Exercise description
Return every line of the items below as a JSON list of strings, one string per line, with blank lines and the pictures left out.

Materials provided
** BEGIN **

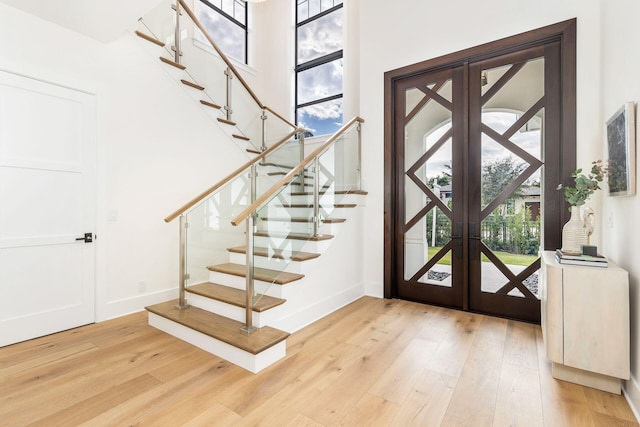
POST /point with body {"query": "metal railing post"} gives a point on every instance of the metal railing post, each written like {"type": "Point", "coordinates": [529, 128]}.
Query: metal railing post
{"type": "Point", "coordinates": [248, 327]}
{"type": "Point", "coordinates": [176, 38]}
{"type": "Point", "coordinates": [359, 154]}
{"type": "Point", "coordinates": [301, 173]}
{"type": "Point", "coordinates": [182, 301]}
{"type": "Point", "coordinates": [227, 107]}
{"type": "Point", "coordinates": [316, 196]}
{"type": "Point", "coordinates": [263, 117]}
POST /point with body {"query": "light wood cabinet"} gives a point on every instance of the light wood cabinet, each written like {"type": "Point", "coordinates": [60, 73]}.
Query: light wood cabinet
{"type": "Point", "coordinates": [585, 322]}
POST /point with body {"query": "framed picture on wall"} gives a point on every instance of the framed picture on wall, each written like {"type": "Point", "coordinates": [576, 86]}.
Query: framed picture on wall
{"type": "Point", "coordinates": [621, 146]}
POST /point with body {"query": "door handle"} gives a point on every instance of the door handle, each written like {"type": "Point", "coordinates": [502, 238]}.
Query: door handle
{"type": "Point", "coordinates": [88, 238]}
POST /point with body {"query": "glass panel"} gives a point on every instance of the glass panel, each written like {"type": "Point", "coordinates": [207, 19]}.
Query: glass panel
{"type": "Point", "coordinates": [512, 230]}
{"type": "Point", "coordinates": [324, 118]}
{"type": "Point", "coordinates": [499, 168]}
{"type": "Point", "coordinates": [210, 233]}
{"type": "Point", "coordinates": [519, 94]}
{"type": "Point", "coordinates": [418, 253]}
{"type": "Point", "coordinates": [428, 121]}
{"type": "Point", "coordinates": [320, 82]}
{"type": "Point", "coordinates": [338, 176]}
{"type": "Point", "coordinates": [529, 137]}
{"type": "Point", "coordinates": [320, 37]}
{"type": "Point", "coordinates": [309, 8]}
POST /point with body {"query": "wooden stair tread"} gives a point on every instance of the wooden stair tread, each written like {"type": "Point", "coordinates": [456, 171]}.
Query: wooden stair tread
{"type": "Point", "coordinates": [326, 220]}
{"type": "Point", "coordinates": [219, 327]}
{"type": "Point", "coordinates": [265, 252]}
{"type": "Point", "coordinates": [308, 205]}
{"type": "Point", "coordinates": [226, 122]}
{"type": "Point", "coordinates": [172, 63]}
{"type": "Point", "coordinates": [233, 296]}
{"type": "Point", "coordinates": [284, 173]}
{"type": "Point", "coordinates": [277, 165]}
{"type": "Point", "coordinates": [295, 236]}
{"type": "Point", "coordinates": [263, 274]}
{"type": "Point", "coordinates": [210, 104]}
{"type": "Point", "coordinates": [191, 84]}
{"type": "Point", "coordinates": [307, 193]}
{"type": "Point", "coordinates": [149, 38]}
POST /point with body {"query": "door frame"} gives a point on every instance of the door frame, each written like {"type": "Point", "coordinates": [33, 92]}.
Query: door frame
{"type": "Point", "coordinates": [555, 206]}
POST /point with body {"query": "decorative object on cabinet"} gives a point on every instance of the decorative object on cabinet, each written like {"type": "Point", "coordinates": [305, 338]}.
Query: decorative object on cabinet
{"type": "Point", "coordinates": [621, 145]}
{"type": "Point", "coordinates": [577, 231]}
{"type": "Point", "coordinates": [585, 323]}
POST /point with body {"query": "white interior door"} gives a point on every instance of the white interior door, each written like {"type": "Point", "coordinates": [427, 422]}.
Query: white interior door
{"type": "Point", "coordinates": [47, 201]}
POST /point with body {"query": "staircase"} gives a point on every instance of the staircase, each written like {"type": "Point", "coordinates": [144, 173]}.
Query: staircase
{"type": "Point", "coordinates": [214, 319]}
{"type": "Point", "coordinates": [292, 221]}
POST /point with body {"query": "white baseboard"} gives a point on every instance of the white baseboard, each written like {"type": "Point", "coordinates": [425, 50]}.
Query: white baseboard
{"type": "Point", "coordinates": [122, 307]}
{"type": "Point", "coordinates": [631, 392]}
{"type": "Point", "coordinates": [311, 313]}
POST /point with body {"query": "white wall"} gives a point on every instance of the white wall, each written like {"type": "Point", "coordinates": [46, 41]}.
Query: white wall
{"type": "Point", "coordinates": [620, 83]}
{"type": "Point", "coordinates": [146, 166]}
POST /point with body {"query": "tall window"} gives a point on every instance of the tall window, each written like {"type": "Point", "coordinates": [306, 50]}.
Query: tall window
{"type": "Point", "coordinates": [319, 65]}
{"type": "Point", "coordinates": [226, 22]}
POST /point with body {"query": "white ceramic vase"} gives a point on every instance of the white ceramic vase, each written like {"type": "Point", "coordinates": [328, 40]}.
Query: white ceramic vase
{"type": "Point", "coordinates": [574, 233]}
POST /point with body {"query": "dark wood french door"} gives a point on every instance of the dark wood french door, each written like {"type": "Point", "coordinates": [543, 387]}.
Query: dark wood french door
{"type": "Point", "coordinates": [475, 149]}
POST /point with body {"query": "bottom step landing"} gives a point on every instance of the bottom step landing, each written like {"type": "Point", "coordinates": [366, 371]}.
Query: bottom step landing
{"type": "Point", "coordinates": [220, 336]}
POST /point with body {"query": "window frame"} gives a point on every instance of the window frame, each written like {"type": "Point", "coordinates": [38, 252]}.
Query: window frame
{"type": "Point", "coordinates": [244, 27]}
{"type": "Point", "coordinates": [313, 63]}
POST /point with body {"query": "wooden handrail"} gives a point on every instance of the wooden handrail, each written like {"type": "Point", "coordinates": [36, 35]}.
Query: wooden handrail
{"type": "Point", "coordinates": [293, 173]}
{"type": "Point", "coordinates": [231, 176]}
{"type": "Point", "coordinates": [222, 54]}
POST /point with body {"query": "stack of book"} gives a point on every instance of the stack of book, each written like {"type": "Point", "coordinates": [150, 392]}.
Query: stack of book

** END **

Correct answer
[
  "POST /point with body {\"query\": \"metal railing post\"} gives a point on every instance of the metal railing post, each written like {\"type\": \"Point\", \"coordinates\": [529, 128]}.",
  "Query: metal railing post",
  "{\"type\": \"Point\", \"coordinates\": [248, 327]}",
  "{\"type\": \"Point\", \"coordinates\": [176, 38]}",
  "{\"type\": \"Point\", \"coordinates\": [359, 154]}",
  "{\"type\": \"Point\", \"coordinates\": [301, 173]}",
  "{\"type\": \"Point\", \"coordinates\": [182, 301]}",
  "{\"type\": \"Point\", \"coordinates\": [227, 107]}",
  "{\"type\": \"Point\", \"coordinates\": [316, 196]}",
  "{\"type\": \"Point\", \"coordinates\": [263, 117]}",
  "POST /point with body {\"query\": \"light wood cabinet\"} gives a point on every instance of the light wood cabinet, each written like {\"type\": \"Point\", \"coordinates\": [60, 73]}.",
  "Query: light wood cabinet",
  "{\"type\": \"Point\", \"coordinates\": [585, 322]}",
  "POST /point with body {\"query\": \"framed picture on wall\"} gives a point on every instance of the framed picture on wall, each written like {\"type\": \"Point\", \"coordinates\": [576, 86]}.",
  "Query: framed picture on wall",
  "{\"type\": \"Point\", \"coordinates\": [621, 146]}",
  "POST /point with body {\"query\": \"door handle\"} gives a point on every instance of the door handle, each written like {\"type\": \"Point\", \"coordinates\": [502, 238]}.",
  "Query: door handle",
  "{\"type\": \"Point\", \"coordinates\": [88, 238]}",
  "POST /point with body {\"query\": \"glass panel\"} gives a point on every instance of the glass panel, each written like {\"type\": \"Point\", \"coordinates\": [207, 19]}.",
  "Query: glass panel",
  "{\"type\": \"Point\", \"coordinates\": [512, 230]}",
  "{\"type\": \"Point\", \"coordinates\": [324, 118]}",
  "{\"type\": \"Point\", \"coordinates\": [499, 168]}",
  "{\"type\": \"Point\", \"coordinates\": [210, 233]}",
  "{\"type\": \"Point\", \"coordinates\": [519, 94]}",
  "{\"type\": \"Point\", \"coordinates\": [418, 253]}",
  "{\"type\": \"Point\", \"coordinates\": [428, 121]}",
  "{\"type\": \"Point\", \"coordinates\": [320, 82]}",
  "{\"type\": \"Point\", \"coordinates\": [338, 176]}",
  "{\"type\": \"Point\", \"coordinates\": [529, 137]}",
  "{\"type\": \"Point\", \"coordinates\": [320, 37]}",
  "{\"type\": \"Point\", \"coordinates\": [309, 8]}",
  "POST /point with body {\"query\": \"wooden stair tread\"} gives a point on every instance of the wooden stair tread, each written like {\"type\": \"Point\", \"coordinates\": [456, 171]}.",
  "Query: wooden stair tread",
  "{\"type\": \"Point\", \"coordinates\": [326, 220]}",
  "{\"type\": \"Point\", \"coordinates\": [219, 327]}",
  "{\"type\": \"Point\", \"coordinates\": [265, 252]}",
  "{\"type\": \"Point\", \"coordinates\": [308, 205]}",
  "{\"type\": \"Point\", \"coordinates\": [226, 122]}",
  "{\"type\": \"Point\", \"coordinates\": [172, 63]}",
  "{\"type\": \"Point\", \"coordinates\": [233, 296]}",
  "{\"type\": \"Point\", \"coordinates\": [284, 173]}",
  "{\"type\": \"Point\", \"coordinates\": [277, 165]}",
  "{\"type\": \"Point\", \"coordinates\": [295, 236]}",
  "{\"type\": \"Point\", \"coordinates\": [263, 274]}",
  "{\"type\": \"Point\", \"coordinates\": [210, 104]}",
  "{\"type\": \"Point\", \"coordinates\": [191, 84]}",
  "{\"type\": \"Point\", \"coordinates\": [307, 193]}",
  "{\"type\": \"Point\", \"coordinates\": [149, 38]}",
  "POST /point with body {\"query\": \"door frame\"} gives a point on every instance of the door frame, each written like {\"type\": \"Point\", \"coordinates\": [33, 92]}.",
  "Query: door frame",
  "{\"type\": \"Point\", \"coordinates\": [555, 206]}",
  "POST /point with body {\"query\": \"decorative object on cabinet\"} gives a point on every instance of the decorative object on cabinet, each written like {\"type\": \"Point\", \"coordinates\": [305, 338]}.",
  "Query: decorative object on cabinet",
  "{\"type\": \"Point\", \"coordinates\": [621, 145]}",
  "{\"type\": \"Point\", \"coordinates\": [577, 231]}",
  "{\"type\": \"Point\", \"coordinates\": [585, 323]}",
  "POST /point with body {\"query\": \"white interior door\"} gives a point on every instance of the white interior door, each written like {\"type\": \"Point\", \"coordinates\": [427, 422]}.",
  "Query: white interior door",
  "{\"type\": \"Point\", \"coordinates\": [47, 201]}",
  "POST /point with body {\"query\": \"staircase\"} gives a point on every instance of the staircase, each written like {\"type\": \"Point\", \"coordinates\": [144, 173]}.",
  "Query: staircase",
  "{\"type\": \"Point\", \"coordinates\": [214, 319]}",
  "{\"type\": \"Point\", \"coordinates\": [292, 221]}",
  "POST /point with body {\"query\": \"white baseboard\"} gives a point on every instance of the white baseboard, each written like {\"type\": \"Point\", \"coordinates\": [425, 50]}.",
  "Query: white baseboard",
  "{\"type\": \"Point\", \"coordinates\": [122, 307]}",
  "{\"type\": \"Point\", \"coordinates\": [631, 392]}",
  "{\"type\": \"Point\", \"coordinates\": [311, 313]}",
  "POST /point with body {\"query\": \"white wall\"} gives a point on every instance of the white wall, each written like {\"type\": \"Point\", \"coordinates\": [46, 41]}.",
  "Query: white wall",
  "{\"type\": \"Point\", \"coordinates\": [620, 83]}",
  "{\"type\": \"Point\", \"coordinates\": [146, 166]}",
  "POST /point with body {\"query\": \"tall window\"} gives a point on every instance of the tall window, each written like {\"type\": \"Point\", \"coordinates\": [306, 50]}.",
  "Query: tall window",
  "{\"type\": \"Point\", \"coordinates\": [319, 65]}",
  "{\"type\": \"Point\", \"coordinates\": [226, 22]}",
  "POST /point with body {\"query\": \"white ceramic vase\"} gives a point on every instance of the white ceramic vase, each written like {\"type\": \"Point\", \"coordinates\": [328, 40]}.",
  "Query: white ceramic vase",
  "{\"type\": \"Point\", \"coordinates\": [574, 233]}",
  "POST /point with body {\"query\": \"dark wood french door\"} gives a point on every instance of the dark wood french door, each written like {\"type\": \"Point\", \"coordinates\": [543, 387]}.",
  "Query: dark wood french door",
  "{\"type\": \"Point\", \"coordinates\": [475, 149]}",
  "POST /point with body {\"query\": \"bottom step landing\"} gives a point on every instance of the bottom step landing, each written like {\"type\": \"Point\", \"coordinates\": [366, 371]}.",
  "Query: bottom step landing",
  "{\"type\": \"Point\", \"coordinates\": [220, 336]}",
  "POST /point with body {\"query\": \"window frame\"} gives a point on every instance of the window frame, each written like {\"type\": \"Point\", \"coordinates\": [38, 252]}.",
  "Query: window frame",
  "{\"type\": \"Point\", \"coordinates\": [244, 27]}",
  "{\"type\": \"Point\", \"coordinates\": [313, 63]}",
  "POST /point with body {\"query\": \"wooden handrail\"} gives a point on every instance of the wooden handrail, each written like {\"type\": \"Point\", \"coordinates\": [36, 35]}.",
  "Query: wooden handrail",
  "{\"type\": \"Point\", \"coordinates\": [293, 173]}",
  "{\"type\": \"Point\", \"coordinates\": [231, 176]}",
  "{\"type\": \"Point\", \"coordinates\": [222, 54]}",
  "POST /point with body {\"query\": \"stack of book\"} gives a point on every instance of the stack of book, each written like {\"type\": \"Point\", \"coordinates\": [150, 392]}.",
  "Query: stack of book"
]